---- EXTRAIT CHOISI

Faute d’avoir un argument économique décisif en faveur du maintien du Franc Cfa, les partisans du Franc Cfa tendent à mobiliser le registre des déclarations comminatoires : «Si on sort du franc Cfa, ce sera le chaos monétaire». Et pour illustrer leur point de vue, ils vont citer des exemples comme le Nigéria, la Guinée, etc. Ils vont dire que certains pays voisins non-membres de l’espace FCfa ont plus confiance dans le Franc Cfa que dans leur monnaie nationale.
Le manque d’honnêteté intellectuelle repose ici dans la sélection de contre-exemples, c’est-à-dire des pays qui ne sont pas, à dire vrai, des parangons de souveraineté économique (la monnaie est une dimension parmi d’autres de la souveraineté économique). La Tunisie, le Maroc et l’Algérie étaient membres de la zone Franc et l’ont quittée au moment des indépendances (respectivement en 1958, 1959 et 1963). Chacun d’entre eux dispose de sa monnaie nationale et a une situation économique plus enviable que n’importe lequel des pays de l’espace FCfa. Sortir du franc Cfa = chaos monétaire programmé ? Si ceci était le cas, pourquoi la Tunisie, le Maroc et l’Algérie n’ont pas vécu un effondrement monétaire ? Pourquoi donner l’exemple du Nigéria ou de la Guinée alors que nous avons l’expérience plus parlante de pays de la zone Franc qui ont fait très tôt le choix résolu de la souveraineté économique ? Pourquoi choisir des pays qui ont une gestion monétaire loin d’être exemplaire alors qu’il y en a beaucoup d’autres à travers le monde qui ont réussi à se développer économiquement grâce à une gestion monétaire souveraine et pragmatique ? A nouveau, la réponse est le manque d’honnêteté intellectuelle.

--------

EXERCICES =>
1 – D'après l'extrait sur le franc Cfa, en quelles années la Tunisie, le Maroc et l'Algérie ont-ils respectivement quitté la zone Franc ?
2 – Recopiez le passage de l'extrait sur le franc Cfa qui commence par «Faute d’avoir un» et se poursuit jusqu'à «leur monnaie nationale.».
3 – Résumez l'extrait sur le franc Cfa en deux phrases.

---- DONNÉES FOURNIES

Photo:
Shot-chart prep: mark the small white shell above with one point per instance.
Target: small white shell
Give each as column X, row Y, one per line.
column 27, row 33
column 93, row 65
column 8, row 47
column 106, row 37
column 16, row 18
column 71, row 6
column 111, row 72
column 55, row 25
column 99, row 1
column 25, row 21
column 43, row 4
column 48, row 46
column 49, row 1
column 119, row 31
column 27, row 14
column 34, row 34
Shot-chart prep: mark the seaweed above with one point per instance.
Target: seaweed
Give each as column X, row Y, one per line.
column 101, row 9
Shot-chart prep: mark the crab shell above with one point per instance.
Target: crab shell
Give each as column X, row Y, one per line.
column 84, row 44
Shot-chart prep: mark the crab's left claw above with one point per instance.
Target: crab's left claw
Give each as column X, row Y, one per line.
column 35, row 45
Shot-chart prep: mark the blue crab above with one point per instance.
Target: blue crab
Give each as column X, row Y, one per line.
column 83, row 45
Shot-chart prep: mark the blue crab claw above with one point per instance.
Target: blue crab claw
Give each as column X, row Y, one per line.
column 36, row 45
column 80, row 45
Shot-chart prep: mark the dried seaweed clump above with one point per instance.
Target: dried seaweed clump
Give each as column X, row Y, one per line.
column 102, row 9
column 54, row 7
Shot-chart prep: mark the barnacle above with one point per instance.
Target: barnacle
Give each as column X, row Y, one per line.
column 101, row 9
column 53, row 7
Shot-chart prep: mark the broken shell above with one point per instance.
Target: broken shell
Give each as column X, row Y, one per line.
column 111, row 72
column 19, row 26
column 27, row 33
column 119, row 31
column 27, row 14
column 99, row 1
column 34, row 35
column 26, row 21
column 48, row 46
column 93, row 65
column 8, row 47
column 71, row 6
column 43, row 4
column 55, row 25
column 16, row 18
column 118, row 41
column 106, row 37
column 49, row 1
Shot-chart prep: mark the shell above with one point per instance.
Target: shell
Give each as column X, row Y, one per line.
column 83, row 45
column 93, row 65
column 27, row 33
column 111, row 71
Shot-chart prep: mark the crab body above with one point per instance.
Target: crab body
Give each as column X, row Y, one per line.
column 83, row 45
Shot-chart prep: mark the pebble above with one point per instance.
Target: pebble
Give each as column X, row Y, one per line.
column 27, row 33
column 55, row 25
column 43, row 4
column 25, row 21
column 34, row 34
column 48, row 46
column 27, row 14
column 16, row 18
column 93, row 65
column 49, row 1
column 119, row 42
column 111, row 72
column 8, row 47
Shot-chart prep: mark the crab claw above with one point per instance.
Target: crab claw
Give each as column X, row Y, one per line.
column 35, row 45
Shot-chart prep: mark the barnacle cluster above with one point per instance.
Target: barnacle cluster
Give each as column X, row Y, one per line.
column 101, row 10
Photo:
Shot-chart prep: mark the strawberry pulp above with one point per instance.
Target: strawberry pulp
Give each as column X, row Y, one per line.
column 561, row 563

--------
---- DONNÉES FOURNIES

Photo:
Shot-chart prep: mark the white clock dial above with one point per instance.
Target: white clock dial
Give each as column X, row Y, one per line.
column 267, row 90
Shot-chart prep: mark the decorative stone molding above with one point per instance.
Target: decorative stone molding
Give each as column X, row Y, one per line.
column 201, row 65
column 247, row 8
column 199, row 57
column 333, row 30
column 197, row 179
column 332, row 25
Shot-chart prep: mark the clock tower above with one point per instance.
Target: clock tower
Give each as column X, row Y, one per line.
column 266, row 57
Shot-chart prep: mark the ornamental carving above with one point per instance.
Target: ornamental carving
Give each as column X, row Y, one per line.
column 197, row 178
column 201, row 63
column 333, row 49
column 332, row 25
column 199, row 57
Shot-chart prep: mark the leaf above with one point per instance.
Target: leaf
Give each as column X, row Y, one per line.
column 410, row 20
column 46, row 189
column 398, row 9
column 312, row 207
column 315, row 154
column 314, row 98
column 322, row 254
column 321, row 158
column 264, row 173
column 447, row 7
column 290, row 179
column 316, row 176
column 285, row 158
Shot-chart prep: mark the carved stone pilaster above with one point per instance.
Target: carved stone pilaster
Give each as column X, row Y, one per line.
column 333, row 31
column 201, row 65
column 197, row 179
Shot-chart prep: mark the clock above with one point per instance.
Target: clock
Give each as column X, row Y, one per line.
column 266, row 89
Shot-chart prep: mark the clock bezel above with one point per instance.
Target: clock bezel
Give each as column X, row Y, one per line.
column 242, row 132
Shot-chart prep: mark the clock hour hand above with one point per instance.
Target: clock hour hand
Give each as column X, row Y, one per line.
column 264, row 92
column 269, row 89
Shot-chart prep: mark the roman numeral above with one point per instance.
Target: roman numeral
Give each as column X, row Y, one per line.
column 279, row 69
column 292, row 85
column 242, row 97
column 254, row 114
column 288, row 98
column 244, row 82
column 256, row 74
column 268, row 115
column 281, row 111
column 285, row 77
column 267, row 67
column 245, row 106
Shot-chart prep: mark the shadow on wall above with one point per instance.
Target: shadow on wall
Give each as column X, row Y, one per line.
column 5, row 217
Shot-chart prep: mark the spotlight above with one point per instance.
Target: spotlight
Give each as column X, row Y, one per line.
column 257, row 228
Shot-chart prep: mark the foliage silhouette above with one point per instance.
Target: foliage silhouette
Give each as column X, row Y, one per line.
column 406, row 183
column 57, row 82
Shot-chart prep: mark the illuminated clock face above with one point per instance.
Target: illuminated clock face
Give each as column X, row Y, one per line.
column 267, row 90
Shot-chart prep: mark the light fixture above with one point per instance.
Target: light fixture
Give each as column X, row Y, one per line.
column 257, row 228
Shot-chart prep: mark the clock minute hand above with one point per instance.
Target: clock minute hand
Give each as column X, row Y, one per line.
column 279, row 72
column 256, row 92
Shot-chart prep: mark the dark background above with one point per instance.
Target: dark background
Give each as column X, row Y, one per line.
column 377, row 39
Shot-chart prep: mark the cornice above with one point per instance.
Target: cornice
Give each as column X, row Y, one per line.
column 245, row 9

--------
---- DONNÉES FOURNIES

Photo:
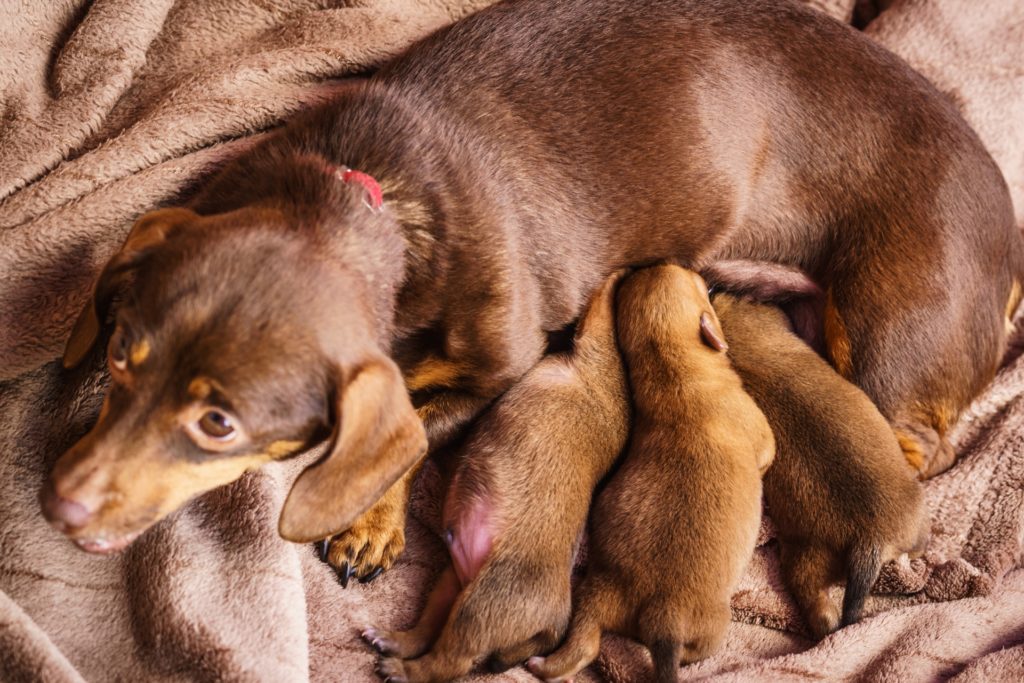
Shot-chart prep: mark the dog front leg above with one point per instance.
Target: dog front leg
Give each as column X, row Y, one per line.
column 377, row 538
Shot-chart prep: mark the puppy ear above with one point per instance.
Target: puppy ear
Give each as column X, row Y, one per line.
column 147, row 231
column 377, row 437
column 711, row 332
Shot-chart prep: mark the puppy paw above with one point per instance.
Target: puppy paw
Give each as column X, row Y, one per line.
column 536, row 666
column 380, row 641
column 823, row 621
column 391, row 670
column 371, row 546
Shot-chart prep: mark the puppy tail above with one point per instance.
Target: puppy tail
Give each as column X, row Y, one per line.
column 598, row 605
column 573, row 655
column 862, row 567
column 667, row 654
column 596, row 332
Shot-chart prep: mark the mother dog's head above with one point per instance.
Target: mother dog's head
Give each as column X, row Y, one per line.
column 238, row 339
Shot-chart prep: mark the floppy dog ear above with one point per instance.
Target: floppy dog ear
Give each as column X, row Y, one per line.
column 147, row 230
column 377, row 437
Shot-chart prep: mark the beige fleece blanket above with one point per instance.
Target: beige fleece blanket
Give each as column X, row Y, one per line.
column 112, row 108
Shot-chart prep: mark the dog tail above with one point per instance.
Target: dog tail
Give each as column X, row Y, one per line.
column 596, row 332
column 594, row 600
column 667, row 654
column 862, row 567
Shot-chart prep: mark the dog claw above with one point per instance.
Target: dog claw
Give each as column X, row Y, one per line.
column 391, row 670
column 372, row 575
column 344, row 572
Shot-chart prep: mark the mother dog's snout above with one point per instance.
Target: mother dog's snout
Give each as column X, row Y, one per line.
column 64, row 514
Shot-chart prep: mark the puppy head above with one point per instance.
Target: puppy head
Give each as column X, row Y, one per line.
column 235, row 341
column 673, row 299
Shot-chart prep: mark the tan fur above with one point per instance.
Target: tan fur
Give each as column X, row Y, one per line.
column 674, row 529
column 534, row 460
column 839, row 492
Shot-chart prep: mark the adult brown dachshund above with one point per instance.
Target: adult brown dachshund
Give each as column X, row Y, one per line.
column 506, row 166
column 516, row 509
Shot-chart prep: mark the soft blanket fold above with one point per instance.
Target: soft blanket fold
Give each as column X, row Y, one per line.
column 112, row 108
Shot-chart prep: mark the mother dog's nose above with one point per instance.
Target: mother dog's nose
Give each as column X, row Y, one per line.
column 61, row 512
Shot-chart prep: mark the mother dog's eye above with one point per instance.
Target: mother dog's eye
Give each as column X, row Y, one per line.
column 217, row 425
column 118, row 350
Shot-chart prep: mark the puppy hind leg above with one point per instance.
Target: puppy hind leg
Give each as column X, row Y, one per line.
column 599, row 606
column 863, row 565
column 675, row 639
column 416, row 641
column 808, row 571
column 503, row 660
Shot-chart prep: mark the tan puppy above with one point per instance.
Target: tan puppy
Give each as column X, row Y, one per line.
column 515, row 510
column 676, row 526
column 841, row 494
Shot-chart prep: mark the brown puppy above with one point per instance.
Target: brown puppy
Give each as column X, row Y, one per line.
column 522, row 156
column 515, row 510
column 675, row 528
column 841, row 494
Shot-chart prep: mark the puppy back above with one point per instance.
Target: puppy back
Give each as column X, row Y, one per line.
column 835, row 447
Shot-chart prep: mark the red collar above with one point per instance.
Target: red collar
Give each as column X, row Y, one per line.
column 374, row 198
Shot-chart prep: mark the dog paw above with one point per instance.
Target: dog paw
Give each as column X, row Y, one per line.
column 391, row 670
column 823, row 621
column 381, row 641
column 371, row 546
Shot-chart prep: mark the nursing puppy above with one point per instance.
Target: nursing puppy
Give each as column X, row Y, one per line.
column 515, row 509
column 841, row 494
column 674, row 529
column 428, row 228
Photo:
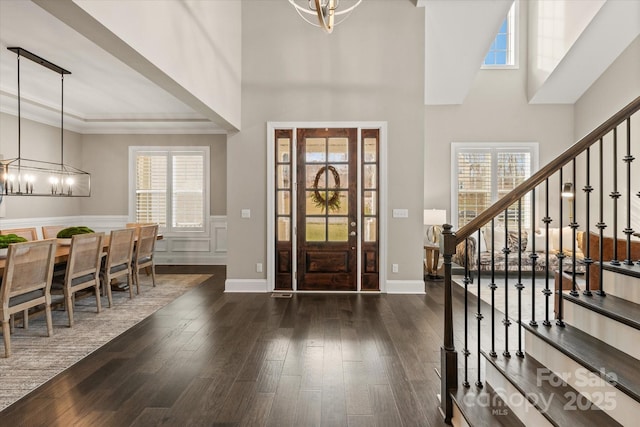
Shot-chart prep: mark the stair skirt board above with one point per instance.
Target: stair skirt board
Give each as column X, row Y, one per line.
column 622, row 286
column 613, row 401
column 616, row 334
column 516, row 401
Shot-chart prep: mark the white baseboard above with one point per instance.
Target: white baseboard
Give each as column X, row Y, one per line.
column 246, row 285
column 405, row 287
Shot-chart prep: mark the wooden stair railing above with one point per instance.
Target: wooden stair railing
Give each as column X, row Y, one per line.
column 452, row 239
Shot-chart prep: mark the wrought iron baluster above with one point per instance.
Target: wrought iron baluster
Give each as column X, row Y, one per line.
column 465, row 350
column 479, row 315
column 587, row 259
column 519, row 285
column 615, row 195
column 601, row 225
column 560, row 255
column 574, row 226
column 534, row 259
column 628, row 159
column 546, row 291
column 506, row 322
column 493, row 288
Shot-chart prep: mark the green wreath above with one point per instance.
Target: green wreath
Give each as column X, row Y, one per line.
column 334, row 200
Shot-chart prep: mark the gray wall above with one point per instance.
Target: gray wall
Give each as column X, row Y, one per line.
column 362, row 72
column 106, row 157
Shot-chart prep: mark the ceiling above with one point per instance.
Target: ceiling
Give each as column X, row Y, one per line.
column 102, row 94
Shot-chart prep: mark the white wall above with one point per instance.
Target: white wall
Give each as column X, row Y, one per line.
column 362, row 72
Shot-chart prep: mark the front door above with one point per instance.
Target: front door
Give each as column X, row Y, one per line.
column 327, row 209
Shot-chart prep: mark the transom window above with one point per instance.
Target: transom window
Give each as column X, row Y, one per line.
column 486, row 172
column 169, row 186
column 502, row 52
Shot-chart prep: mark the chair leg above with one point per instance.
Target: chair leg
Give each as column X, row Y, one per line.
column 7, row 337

--------

RÉPONSES PAR EXERCICE =>
1 – En 1958, 1959 et 1963.

2 –
Faute d’avoir un argument économique décisif en faveur du maintien du Franc Cfa, les partisans du Franc Cfa tendent à mobiliser le registre des déclarations comminatoires : «Si on sort du franc Cfa, ce sera le chaos monétaire». Et pour illustrer leur point de vue, ils vont citer des exemples comme le Nigéria, la Guinée, etc. Ils vont dire que certains pays voisins non-membres de l’espace FCfa ont plus confiance dans le Franc Cfa que dans leur monnaie nationale.

3 – Les partisans du franc Cfa affirment qu'en sortir provoquerait un chaos monétaire et citent à l'appui des pays comme le Nigéria ou la Guinée. Le texte qualifie ce choix de contre-exemples de manque d'honnêteté intellectuelle et lui oppose la Tunisie, le Maroc et l'Algérie, sortis de la zone Franc à leur indépendance, qui ont chacun leur monnaie nationale et une situation économique plus enviable que celle des pays de l'espace FCfa.